### Jouw opdracht
Citeer uit het stuk over fraude in de wetenschap hieronder het deel dat begint bij "(Zeedijk 8, Amsterdam)" en eindigt bij "dat gebeurt niet.", woord voor woord.

### Het fragment
******************************

De ontkenningsfase

(Zeedijk 8, Amsterdam)

Mijn liefde voor de wetenschap wordt, geloof ik, niet altijd beantwoord. Ik zou willen dat onze academici compromisloos naar de waarheid zochten en deze, als ze onprettig is, gewoon onder ogen zagen. Maar dat gebeurt niet.

De incidenten waaraan ik refereer, zijn welbekend. Dit voorjaar was er de plagiaatkwestie rond Karl-Theodor zu Guttenberg, daarop volgden nog vijf fraudegevallen in Duitsland, in Frankrijk was Philippe Gugler gedwongen terug te treden en in Nederland kwamen behalve Diederik Stapel ook Roos Vonk en Don Poldermans in opspraak. Oudheidkundigen als ik hebben wrange herinneringen aan de smerige Golb-affaire uit 2010.

Zijn deze gevallen representatief? Dat zou ik niet willen beweren. Ik geloof althans niet dat er systematisch wordt gefraudeerd. Ik vermoed echter ook dat het vaak voorkomt, wat iets anders is. Hierop duiden de cijfers van Daniele Fenelli. Ik denk bovendien dat er veel fouten worden gemaakt doordat de onderzoekers onvoldoende inzicht hebben, zoals wordt gesuggereerd door het onderzoek van Bakker & Wicherts. In januari zal mijn De klad in de klassieken uitkomen, waarin ik aannemelijk wil maken dat mijn eigen vakgebied wetenschappelijk niet meer meekomt. We zouden graag meer cijfers willen hebben, maar ook tot die er zijn, lijkt het standpunt dat er iets verkeerd is aan de universiteiten, mij alleszins verdedigbaar.

Het is onverstandig dat bestuurders de ernst van de situatie ontkennen. KNAW-directeur Dijkgraaf zei op 9 september in De Volkskrant dat de geconstateerde problemen niet-representatief waren. Cijfers om dat te onderbouwen, gaf hij niet. De directeur van NWO, Jos Engelen, sprak ook van uitzonderingen (De Pers, 31 oktober), en ging evenmin in op de cijfers. Elmer Sterken, de rector magnificus van de universiteit waar Stapel zijn fraudeurscarrière kon beginnen, zei, toen een interviewer hem met de cijfers confronteerde, dat ze overdreven moesten zijn en dat hij ze niet geloofde.

Vandaag is het dus de voorzitter van de VSNU, Sijbolt Noorda, die verklaart dat Diederik Stapel het aanzien van de Nederlandse universiteiten niet heeft geschaad. Ik ga hier niet langer uitleggen dat het onverstandig is te ontkennen dat er problemen zijn. Denk gewoon even aan Nout Wellink, die vandaag ook in het nieuws was. Eerst ontkende hij dat er inflatie was door de invoering van de euro, vervolgens zei hij dat het optisch bedrog was, daarna erkende hij dat er geldontwaarding was, en tot slot gaf hij toe dat hij er vóór de invoering van de euro voor was gewaarschuwd.

******************************

### Aangeleverd materiaal
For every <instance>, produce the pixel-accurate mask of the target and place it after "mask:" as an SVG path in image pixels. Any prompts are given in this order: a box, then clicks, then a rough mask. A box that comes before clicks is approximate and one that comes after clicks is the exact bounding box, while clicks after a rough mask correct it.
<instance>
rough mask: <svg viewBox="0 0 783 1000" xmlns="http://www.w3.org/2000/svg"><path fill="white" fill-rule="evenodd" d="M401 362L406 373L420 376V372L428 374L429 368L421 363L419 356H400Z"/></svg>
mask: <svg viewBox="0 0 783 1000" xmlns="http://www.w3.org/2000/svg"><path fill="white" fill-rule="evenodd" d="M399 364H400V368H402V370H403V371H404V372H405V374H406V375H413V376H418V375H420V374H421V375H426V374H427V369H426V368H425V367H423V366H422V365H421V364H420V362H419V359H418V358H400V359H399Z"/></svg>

******************************

### Jouw antwoord
(Zeedijk 8, Amsterdam)

Mijn liefde voor de wetenschap wordt, geloof ik, niet altijd beantwoord. Ik zou willen dat onze academici compromisloos naar de waarheid zochten en deze, als ze onprettig is, gewoon onder ogen zagen. Maar dat gebeurt niet.